>> start EXERCISE INPUTS

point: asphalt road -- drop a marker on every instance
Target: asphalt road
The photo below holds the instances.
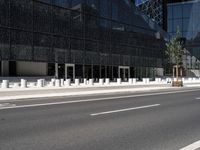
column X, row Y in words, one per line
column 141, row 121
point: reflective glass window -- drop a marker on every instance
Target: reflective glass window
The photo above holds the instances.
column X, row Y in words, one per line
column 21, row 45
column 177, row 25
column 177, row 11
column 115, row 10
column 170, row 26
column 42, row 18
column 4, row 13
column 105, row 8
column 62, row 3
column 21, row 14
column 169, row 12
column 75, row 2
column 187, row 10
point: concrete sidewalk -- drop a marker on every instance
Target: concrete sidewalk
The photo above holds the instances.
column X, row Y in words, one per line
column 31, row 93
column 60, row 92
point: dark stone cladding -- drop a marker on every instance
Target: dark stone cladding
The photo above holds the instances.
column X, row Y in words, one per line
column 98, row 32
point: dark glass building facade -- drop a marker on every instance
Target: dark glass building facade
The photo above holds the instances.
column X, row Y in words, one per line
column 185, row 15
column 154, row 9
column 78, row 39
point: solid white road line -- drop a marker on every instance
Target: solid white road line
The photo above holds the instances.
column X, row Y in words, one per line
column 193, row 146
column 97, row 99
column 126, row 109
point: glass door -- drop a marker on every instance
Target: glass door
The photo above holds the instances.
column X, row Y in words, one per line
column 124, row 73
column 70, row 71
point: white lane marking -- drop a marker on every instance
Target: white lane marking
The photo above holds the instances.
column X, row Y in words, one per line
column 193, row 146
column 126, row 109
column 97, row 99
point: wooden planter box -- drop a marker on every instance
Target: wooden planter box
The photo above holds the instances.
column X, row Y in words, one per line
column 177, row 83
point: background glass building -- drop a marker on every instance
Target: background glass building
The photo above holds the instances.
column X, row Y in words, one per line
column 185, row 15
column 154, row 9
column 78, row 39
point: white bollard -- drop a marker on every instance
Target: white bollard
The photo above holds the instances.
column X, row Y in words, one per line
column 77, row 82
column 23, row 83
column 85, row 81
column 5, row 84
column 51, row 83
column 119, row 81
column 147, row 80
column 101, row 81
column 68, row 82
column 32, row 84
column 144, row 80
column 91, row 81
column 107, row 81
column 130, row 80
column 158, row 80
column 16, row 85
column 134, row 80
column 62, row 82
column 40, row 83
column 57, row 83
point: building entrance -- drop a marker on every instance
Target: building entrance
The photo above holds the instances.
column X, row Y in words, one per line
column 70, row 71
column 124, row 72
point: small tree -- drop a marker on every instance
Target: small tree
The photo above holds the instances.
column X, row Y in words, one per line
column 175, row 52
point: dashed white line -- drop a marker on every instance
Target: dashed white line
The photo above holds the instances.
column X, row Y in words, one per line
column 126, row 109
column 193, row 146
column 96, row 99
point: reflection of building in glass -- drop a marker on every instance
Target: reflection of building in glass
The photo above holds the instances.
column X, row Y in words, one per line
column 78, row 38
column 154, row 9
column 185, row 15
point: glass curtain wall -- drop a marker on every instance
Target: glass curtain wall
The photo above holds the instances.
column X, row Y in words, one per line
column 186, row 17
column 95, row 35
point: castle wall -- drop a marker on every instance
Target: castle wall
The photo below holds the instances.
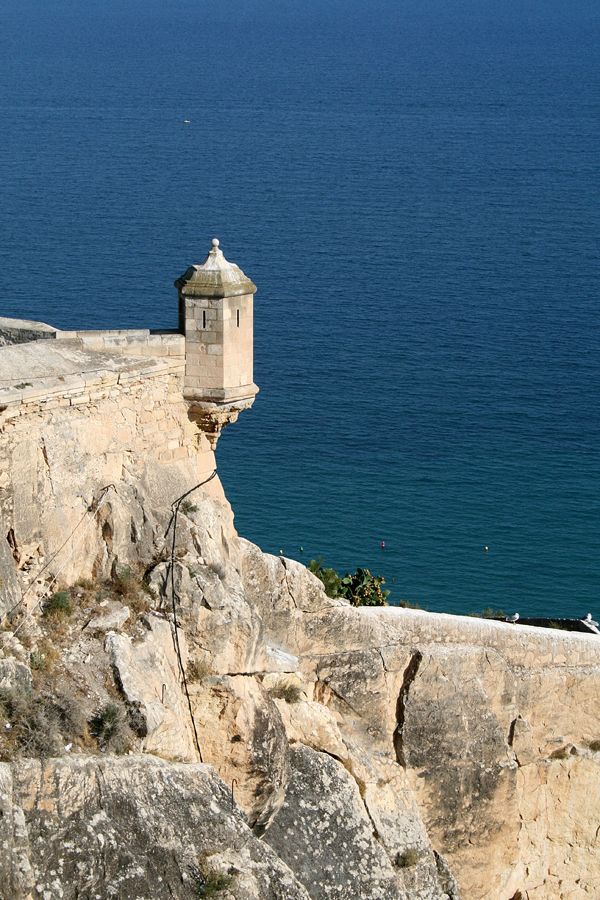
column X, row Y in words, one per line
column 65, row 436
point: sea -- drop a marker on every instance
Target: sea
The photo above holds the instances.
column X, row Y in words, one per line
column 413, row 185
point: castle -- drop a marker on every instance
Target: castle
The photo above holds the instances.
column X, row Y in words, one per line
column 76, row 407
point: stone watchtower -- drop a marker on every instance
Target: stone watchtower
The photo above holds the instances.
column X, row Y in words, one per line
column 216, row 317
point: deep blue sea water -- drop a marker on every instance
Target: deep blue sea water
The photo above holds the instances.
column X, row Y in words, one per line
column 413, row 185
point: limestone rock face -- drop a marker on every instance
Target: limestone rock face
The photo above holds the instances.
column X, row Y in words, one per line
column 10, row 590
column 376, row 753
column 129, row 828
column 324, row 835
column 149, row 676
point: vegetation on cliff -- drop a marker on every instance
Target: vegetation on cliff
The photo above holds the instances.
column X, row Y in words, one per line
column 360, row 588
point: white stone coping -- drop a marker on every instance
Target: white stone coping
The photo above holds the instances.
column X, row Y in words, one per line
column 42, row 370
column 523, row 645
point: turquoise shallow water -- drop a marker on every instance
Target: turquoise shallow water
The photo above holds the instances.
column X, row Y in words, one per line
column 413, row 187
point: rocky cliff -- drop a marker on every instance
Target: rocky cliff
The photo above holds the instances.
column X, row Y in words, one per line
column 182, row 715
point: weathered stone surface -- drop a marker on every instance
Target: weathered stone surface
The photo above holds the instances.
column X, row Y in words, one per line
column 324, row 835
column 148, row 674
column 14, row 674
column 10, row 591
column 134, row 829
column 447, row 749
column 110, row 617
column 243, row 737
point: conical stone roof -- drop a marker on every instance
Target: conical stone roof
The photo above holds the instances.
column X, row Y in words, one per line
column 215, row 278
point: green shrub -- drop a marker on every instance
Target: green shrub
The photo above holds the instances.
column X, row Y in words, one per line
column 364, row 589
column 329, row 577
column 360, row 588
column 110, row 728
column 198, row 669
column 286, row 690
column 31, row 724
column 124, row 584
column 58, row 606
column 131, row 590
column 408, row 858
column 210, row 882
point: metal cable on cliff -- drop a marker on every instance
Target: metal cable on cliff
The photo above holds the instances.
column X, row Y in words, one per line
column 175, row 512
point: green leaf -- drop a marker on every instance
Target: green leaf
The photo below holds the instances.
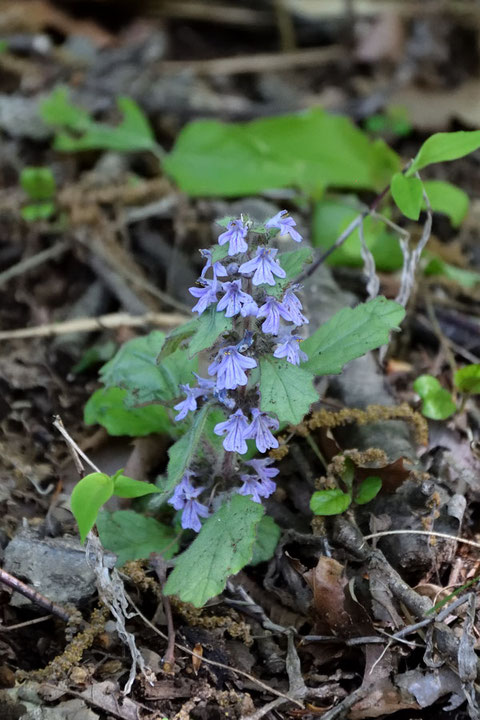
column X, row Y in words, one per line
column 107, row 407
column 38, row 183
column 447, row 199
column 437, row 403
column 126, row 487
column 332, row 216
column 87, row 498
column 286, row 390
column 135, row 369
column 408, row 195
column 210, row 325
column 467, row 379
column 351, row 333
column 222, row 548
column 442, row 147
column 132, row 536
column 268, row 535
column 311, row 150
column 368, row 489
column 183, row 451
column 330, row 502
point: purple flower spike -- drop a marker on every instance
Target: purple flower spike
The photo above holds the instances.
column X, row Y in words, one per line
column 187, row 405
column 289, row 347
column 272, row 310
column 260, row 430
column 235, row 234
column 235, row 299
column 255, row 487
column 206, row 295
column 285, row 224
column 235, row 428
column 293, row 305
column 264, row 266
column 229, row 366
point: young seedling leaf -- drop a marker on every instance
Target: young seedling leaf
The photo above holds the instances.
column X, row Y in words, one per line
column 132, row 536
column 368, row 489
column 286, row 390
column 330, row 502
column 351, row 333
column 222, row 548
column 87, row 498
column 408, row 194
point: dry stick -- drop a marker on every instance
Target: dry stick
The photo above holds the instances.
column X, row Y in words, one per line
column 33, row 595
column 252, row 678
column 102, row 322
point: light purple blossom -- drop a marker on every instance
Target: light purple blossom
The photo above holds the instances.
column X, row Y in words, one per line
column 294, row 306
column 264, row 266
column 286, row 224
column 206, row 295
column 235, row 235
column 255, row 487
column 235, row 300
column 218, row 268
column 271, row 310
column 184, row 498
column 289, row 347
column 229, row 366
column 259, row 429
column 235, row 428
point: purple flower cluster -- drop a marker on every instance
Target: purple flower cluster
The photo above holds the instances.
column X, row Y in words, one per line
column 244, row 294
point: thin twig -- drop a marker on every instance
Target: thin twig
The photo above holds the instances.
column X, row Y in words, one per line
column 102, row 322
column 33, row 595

>> end EXERCISE INPUTS
>> start EXERCISE INPUTS

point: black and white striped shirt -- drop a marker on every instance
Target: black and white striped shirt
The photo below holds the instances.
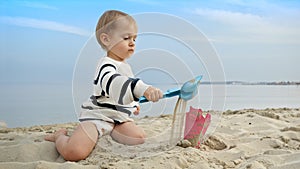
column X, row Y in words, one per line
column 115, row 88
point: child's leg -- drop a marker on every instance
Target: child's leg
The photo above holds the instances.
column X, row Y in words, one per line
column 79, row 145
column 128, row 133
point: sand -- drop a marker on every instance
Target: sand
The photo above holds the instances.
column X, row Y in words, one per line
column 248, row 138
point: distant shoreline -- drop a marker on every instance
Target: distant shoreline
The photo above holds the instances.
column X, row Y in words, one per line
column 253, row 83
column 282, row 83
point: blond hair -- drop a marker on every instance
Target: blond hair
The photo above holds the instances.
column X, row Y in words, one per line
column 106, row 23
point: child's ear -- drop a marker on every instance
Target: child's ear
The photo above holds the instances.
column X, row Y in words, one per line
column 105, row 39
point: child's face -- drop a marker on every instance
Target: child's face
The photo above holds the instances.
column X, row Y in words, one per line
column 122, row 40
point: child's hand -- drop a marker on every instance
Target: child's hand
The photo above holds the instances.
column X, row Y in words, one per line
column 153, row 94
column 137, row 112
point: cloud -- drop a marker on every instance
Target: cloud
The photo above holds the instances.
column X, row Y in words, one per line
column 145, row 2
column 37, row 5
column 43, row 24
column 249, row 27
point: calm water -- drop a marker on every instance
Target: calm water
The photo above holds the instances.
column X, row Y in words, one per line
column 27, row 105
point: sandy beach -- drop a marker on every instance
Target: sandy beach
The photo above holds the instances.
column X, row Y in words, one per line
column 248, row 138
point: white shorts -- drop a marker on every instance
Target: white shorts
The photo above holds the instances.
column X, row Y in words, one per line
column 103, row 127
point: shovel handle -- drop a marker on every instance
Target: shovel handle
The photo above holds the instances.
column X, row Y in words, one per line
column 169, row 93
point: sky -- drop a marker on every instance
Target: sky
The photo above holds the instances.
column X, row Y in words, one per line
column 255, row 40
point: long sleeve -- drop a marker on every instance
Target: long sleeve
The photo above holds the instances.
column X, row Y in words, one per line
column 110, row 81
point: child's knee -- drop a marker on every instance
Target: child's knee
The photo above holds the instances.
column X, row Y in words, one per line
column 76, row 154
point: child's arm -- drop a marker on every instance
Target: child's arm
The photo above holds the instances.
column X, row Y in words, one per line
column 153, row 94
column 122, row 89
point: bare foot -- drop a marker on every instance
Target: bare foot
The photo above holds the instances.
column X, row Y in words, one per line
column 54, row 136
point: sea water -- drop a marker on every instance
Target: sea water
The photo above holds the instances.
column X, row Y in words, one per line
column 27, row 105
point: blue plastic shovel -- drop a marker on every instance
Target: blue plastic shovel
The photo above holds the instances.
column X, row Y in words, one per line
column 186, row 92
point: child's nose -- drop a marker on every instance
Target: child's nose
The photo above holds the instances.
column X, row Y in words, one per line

>> end EXERCISE INPUTS

> GIVEN REQUEST:
Copy out the stretch of entries from the line containing "point: dashed white" through the line containing "column 216, row 317", both ends included. Leave out the pictures.

> RESPONSE BELOW:
point: dashed white line -- drop a marker on every instance
Target: dashed white line
The photo above holds the instances.
column X, row Y in words, one per line
column 126, row 109
column 193, row 146
column 96, row 99
point: reflection of building in glass -- drop a marker on every instance
Target: reflection of building in glass
The photo above holds the instances.
column X, row Y in words, one per line
column 78, row 38
column 154, row 9
column 185, row 15
point: glass curtain wall -- drop a marker on every instance
Target: glass curtain wall
The photo above holds the instances.
column X, row Y in words, one per line
column 186, row 17
column 95, row 35
point: castle wall -- drop a marker on every instance
Target: castle wall
The photo below holds the instances.
column X, row Y in words, one per line
column 65, row 436
point: sea -- drop a marker on every instance
Target: sea
The photo above holds the instances.
column X, row Y in words, one per line
column 413, row 185
point: castle -- drop a marker on every instance
Target: castle
The photo above holds the instances.
column X, row Y in words, one per line
column 76, row 407
point: stone watchtower -- drop a marker on every instance
Target: stone watchtower
The photo above holds the instances.
column X, row Y in words, one per line
column 216, row 317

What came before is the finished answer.